** Estratto del documento **
CANOVA, Angelo
Nacque a Torino nell'ottobre del 1781 secondo il Regli (ma nel verbale della requisitoria Salvotti gli è attribuita l'età di 44 anni nel 1821). Dopo essersi ritirato dal commercio al quale era stato avviato dal padre negoziante, si dedicò al teatro dove, ignaro di scuola, ebbe successo quasi immediato per la sua particolare attitudine a interpretare personaggi aristocratici, dalla dizione grave e dal portamento solenne. Nel 1805 era primo attore giovane nella compagnia Consoli-Zuccato, accanto al generico L. Vestri che sotto la sua guida si esercitò a rappresentare i ruoli di tiranno e di padre. Presumibilmente dal 1814 fece parte della compagnia Marchionni-Belloni, una delle migliori del tempo, che ebbe accoglienze entusiastiche da parte di un pubblico che prediligeva, accanto alle opere alfieriane e goldoniane, i drammi lacrimosi e sentimentali scritti da abili traduttori e manipolatori dal repertorio francese (tra i lavori più rappresentati, la festeggiatissima Francesca da Rimini di S.Pellico, a intervalli, per una o qualche sera, Mirra di V. Alfieri, Gli innamorati e la trilogia, in sintesi, de Gli amori di Zelinda e Lindoro di C. Goldoni, La lusinghiera di A. Nota, la dilogia Chiara di Rosemberg di L. Marchionni, Bianca e Fernando di F. A. Avelloni). Conosciuta la prima donna Angela Bruni (Siena 1780 c. - Torino 1835 c.) della compagnia del teatro dei Fiorentini di Napoli, se ne innamorò e la sposò più tardi, prima del 13 marzo 1821.

** Quesito breve A **
Secondo la biografia di Angelo Canova, in quale compagnia era primo attore giovane nel 1805?
** Quesito breve B **
Scrivi il seguito della biografia di Angelo Canova, a partire dall'ultima frase riportata.

** Dati **

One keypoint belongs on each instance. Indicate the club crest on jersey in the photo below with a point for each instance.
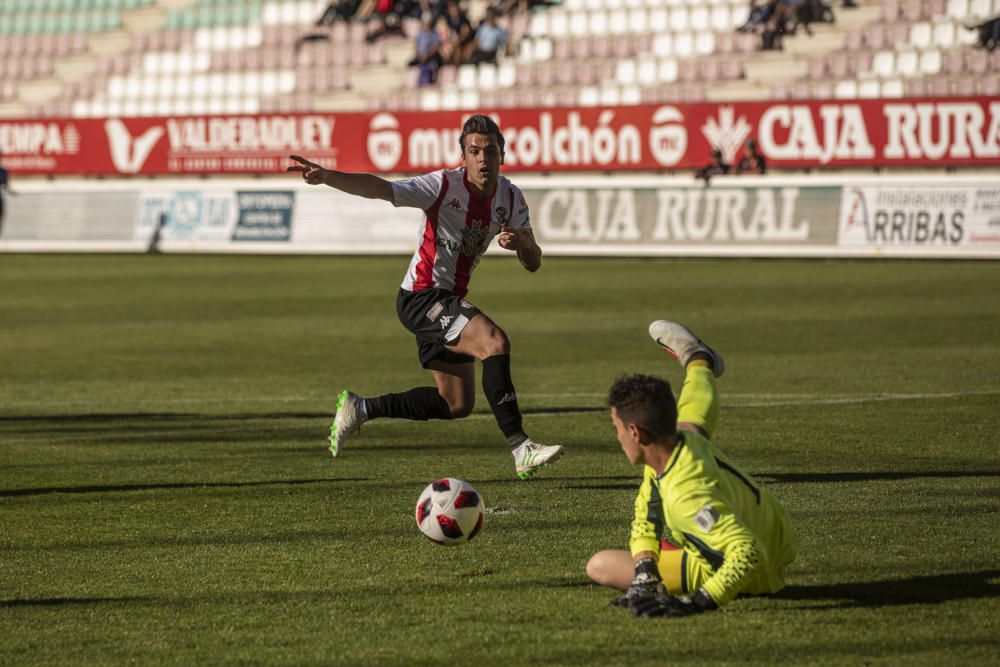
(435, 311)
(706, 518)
---
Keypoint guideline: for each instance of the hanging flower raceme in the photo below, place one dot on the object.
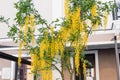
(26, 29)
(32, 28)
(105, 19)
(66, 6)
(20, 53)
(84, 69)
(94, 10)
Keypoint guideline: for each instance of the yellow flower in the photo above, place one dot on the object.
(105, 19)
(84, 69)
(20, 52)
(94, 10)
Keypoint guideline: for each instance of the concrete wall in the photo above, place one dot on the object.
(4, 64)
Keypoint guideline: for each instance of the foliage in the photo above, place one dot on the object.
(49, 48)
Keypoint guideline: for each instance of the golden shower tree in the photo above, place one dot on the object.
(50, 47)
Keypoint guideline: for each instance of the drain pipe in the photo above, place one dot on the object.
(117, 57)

** Soluzione esercizio A **
Nella compagnia Consoli-Zuccato.

** Soluzione esercizio B **
Chiusa la stagione estiva con la terza replica della novità Carlotta Vanford di C. Roti (anfiteatro della Stadera di Milano, 13-16 luglio 1820), la compagnia si era sciolta; il 24 agosto successivo il C. era stato aggregato alla carboneria da P. Maroncelli, direttore musicale della formazione, quasi per giuoco e senza una chiara visione delle conseguenze cui andava incontro, e, in casa Marchionni, aveva scambiato i saluti di rito col Pellico, a cui era stato presentato già il 31 maggio da S. Marchisio.
Poiché doveva recarsi a Bologna a far visita alla fidanzata, fu incaricato dal Maroncelli di recapitare due lettere, una al fratello di lui Francesco e l'altra a L. Zuboli, uno dei capi della carboneria romagnola. La prima fu incautamente restituita al mittente perché il C. non era riuscito a trovare il Maroncelli, ma, sequestrata dalla polizia austriaca, rivelò, tra l'altro, un inciso gravemente compromettente per lo Zuboli. L'attore, che non fece in tempo a conoscere la notificazione del governo di Milano contro i carbonari, pubblicata dalla Gazzetta di Milano il 1º settembre, quattro giorni dopo la sua partenza (questa è così documentata dall'elenco dei partiti da Milano il 28 agosto della Gazzetta di Milano del 30 successivo: "Canova, possid., per Bologna", ed è pertanto da correggere lievemente la cronologia del Luzio), non parve esposto a pericoli fino a quando il Maroncelli ammise che egli avrebbe indovinato lo scopo delle due lettere "al tronco linguaggio e al muto favellare degli occhi".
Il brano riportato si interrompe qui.